*任务*.
逐字输出原文中从“最近生产环境引入Dubbo服”起到“重启瞬间，请求量太大，没有预热？”止的这一段。

*原文*.
+--

浅谈Dubbo框架踩坑记之优雅重启问题

一、背景

最近生产环境引入Dubbo服务，每次上线重启服务，都会有超时报警，诡异的是，客户端和服务端重启都会有影响，量大了报警就愈发明显了。

大致报警信息如下:

cause: org.apache.dubbo.remoting.TimeoutException: Waiting server-side response timeout by scan timer. start time: 2021-09-09 11:59:56.822, end time: 2021-09-09 11:59:58.828, client elapsed: 0 ms, server elapsed: 2006 ms, timeout: 2000 ms, request: Request [id=307463, version=2.0.2, twoway=true, event=false, broken=false, data=null], channel: /XXXXXX:52149 -> /XXXXXX:20880] with root cause]

会是什么原因呢？

没有优雅停机？
重启瞬间，请求量太大，没有预热？
Dubbo启动成功后，SpringBoot还未启动成功，没有延迟暴露？
是否有参数配置不合理？

以上都有可能，经过将近半个月时间的阅读Dubbo框架源码、验证，终于找全了答案，特此呕心整理采坑记录。

二、说明

版本

组件	版本
Dubbo	2.7.7
Netty	4.0.36.Final
Zookeeper	3.4.9

基本情况

对于读请求，幂等的，我们是默认重试的，但是写请求，默认是不重试的。

默认超时时间2000ms。

+--

*所列记录*.
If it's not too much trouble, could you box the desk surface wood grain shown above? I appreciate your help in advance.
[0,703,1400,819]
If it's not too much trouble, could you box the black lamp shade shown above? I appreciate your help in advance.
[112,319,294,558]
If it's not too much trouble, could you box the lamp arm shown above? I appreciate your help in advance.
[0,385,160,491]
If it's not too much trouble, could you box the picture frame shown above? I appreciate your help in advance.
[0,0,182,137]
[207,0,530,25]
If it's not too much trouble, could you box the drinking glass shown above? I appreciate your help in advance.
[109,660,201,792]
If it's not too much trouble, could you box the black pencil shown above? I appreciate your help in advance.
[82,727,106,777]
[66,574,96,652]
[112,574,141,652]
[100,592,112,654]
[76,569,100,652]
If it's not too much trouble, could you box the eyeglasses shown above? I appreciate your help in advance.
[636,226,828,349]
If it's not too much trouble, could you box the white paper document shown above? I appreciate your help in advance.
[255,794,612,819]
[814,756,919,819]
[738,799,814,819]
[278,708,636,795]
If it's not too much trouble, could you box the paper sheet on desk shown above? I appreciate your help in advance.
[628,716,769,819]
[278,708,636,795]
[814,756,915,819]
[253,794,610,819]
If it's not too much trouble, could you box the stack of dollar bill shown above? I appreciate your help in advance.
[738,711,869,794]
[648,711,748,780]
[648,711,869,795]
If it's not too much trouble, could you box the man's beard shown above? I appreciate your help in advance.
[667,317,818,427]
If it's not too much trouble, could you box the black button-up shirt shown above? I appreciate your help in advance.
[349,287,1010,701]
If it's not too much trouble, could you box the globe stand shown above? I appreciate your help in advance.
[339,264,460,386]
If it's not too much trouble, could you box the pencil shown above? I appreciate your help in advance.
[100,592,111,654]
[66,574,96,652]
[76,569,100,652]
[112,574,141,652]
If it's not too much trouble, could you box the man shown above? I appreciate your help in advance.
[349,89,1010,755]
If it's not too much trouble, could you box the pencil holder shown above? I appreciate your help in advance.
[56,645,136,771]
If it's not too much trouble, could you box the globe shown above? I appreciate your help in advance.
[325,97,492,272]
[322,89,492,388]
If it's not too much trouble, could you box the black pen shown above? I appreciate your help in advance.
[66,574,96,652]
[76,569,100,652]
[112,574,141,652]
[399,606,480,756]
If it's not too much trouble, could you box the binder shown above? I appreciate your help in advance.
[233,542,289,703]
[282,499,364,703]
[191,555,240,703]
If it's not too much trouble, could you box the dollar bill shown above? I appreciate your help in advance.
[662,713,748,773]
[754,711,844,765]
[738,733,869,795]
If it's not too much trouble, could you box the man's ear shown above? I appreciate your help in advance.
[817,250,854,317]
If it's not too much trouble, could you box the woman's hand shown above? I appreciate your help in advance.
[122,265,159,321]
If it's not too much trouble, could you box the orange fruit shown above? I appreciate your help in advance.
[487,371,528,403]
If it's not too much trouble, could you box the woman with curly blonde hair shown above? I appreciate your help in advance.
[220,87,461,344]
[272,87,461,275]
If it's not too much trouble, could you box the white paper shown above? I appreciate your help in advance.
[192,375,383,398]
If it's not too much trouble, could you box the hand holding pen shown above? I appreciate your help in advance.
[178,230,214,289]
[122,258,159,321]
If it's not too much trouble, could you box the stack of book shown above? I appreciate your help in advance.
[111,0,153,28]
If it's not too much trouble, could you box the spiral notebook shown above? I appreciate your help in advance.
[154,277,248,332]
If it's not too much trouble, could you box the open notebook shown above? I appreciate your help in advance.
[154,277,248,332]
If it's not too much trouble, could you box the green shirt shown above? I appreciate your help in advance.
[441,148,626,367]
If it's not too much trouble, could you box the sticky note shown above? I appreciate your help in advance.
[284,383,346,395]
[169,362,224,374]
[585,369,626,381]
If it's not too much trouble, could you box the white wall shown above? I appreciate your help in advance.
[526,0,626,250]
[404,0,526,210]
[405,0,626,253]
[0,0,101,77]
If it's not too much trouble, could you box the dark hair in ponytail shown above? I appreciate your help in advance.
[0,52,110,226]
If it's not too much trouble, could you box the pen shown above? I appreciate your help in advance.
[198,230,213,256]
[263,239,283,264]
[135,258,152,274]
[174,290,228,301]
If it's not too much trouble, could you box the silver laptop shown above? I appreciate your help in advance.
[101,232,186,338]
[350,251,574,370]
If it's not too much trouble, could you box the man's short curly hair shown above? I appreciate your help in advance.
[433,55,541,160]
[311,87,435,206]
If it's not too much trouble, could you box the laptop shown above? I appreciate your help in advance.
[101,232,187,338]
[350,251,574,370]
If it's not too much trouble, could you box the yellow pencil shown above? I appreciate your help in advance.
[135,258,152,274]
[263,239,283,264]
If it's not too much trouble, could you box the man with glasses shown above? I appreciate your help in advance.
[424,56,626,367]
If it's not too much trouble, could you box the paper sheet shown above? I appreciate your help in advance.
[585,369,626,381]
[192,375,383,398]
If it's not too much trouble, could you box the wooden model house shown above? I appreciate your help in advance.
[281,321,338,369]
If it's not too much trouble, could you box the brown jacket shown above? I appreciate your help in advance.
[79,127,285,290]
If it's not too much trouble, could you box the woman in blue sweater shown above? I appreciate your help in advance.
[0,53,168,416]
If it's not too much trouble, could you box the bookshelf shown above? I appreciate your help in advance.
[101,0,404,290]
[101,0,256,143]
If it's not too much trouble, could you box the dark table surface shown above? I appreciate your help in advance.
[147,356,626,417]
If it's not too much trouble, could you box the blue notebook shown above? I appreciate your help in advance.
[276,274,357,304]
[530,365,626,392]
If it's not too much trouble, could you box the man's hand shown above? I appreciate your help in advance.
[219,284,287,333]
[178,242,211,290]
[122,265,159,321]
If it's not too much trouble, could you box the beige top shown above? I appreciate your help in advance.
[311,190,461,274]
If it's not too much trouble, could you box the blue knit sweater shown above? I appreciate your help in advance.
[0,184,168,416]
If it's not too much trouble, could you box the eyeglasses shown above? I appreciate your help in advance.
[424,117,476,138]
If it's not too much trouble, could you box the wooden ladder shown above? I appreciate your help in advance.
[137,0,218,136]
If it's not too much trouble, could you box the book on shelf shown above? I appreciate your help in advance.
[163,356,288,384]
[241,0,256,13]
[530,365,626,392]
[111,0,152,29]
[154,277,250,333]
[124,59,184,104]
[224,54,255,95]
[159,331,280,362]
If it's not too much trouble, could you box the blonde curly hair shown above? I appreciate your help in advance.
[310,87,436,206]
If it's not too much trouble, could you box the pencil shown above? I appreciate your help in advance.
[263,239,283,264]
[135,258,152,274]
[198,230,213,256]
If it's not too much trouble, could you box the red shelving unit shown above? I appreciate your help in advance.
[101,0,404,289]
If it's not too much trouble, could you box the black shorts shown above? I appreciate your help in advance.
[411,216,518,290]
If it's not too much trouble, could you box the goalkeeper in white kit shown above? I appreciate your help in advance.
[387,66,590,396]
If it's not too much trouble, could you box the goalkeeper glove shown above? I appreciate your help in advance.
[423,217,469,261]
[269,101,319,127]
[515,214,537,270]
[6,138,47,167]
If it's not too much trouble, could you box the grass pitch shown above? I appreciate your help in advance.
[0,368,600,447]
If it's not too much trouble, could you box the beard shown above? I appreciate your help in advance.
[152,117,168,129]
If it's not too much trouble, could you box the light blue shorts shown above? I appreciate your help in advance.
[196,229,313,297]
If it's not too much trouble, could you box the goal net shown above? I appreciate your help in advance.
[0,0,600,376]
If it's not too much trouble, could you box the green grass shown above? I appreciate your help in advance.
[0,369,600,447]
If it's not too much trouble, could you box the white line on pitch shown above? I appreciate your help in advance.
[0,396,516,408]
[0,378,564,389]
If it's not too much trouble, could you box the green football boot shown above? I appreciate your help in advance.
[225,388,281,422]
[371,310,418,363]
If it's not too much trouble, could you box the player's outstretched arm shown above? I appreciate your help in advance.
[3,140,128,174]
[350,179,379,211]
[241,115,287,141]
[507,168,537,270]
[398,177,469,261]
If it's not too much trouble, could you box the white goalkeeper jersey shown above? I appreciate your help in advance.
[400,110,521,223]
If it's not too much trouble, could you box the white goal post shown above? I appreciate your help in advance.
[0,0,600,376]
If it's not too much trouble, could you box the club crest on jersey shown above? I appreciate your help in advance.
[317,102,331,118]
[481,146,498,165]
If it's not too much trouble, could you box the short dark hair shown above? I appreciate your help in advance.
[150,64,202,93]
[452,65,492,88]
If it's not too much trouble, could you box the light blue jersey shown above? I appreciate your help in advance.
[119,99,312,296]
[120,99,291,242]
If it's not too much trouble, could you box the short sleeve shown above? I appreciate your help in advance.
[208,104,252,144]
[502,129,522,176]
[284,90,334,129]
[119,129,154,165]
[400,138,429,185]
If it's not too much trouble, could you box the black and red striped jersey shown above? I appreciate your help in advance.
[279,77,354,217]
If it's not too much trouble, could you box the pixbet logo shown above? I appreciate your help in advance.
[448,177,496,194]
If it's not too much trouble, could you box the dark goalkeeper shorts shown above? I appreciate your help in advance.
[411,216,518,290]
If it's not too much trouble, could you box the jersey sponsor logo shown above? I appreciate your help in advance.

+--

*完整解答*.
最近生产环境引入Dubbo服务，每次上线重启服务，都会有超时报警，诡异的是，客户端和服务端重启都会有影响，量大了报警就愈发明显了。

大致报警信息如下:

cause: org.apache.dubbo.remoting.TimeoutException: Waiting server-side response timeout by scan timer. start time: 2021-09-09 11:59:56.822, end time: 2021-09-09 11:59:58.828, client elapsed: 0 ms, server elapsed: 2006 ms, timeout: 2000 ms, request: Request [id=307463, version=2.0.2, twoway=true, event=false, broken=false, data=null], channel: /XXXXXX:52149 -> /XXXXXX:20880] with root cause]

会是什么原因呢？

没有优雅停机？
重启瞬间，请求量太大，没有预热？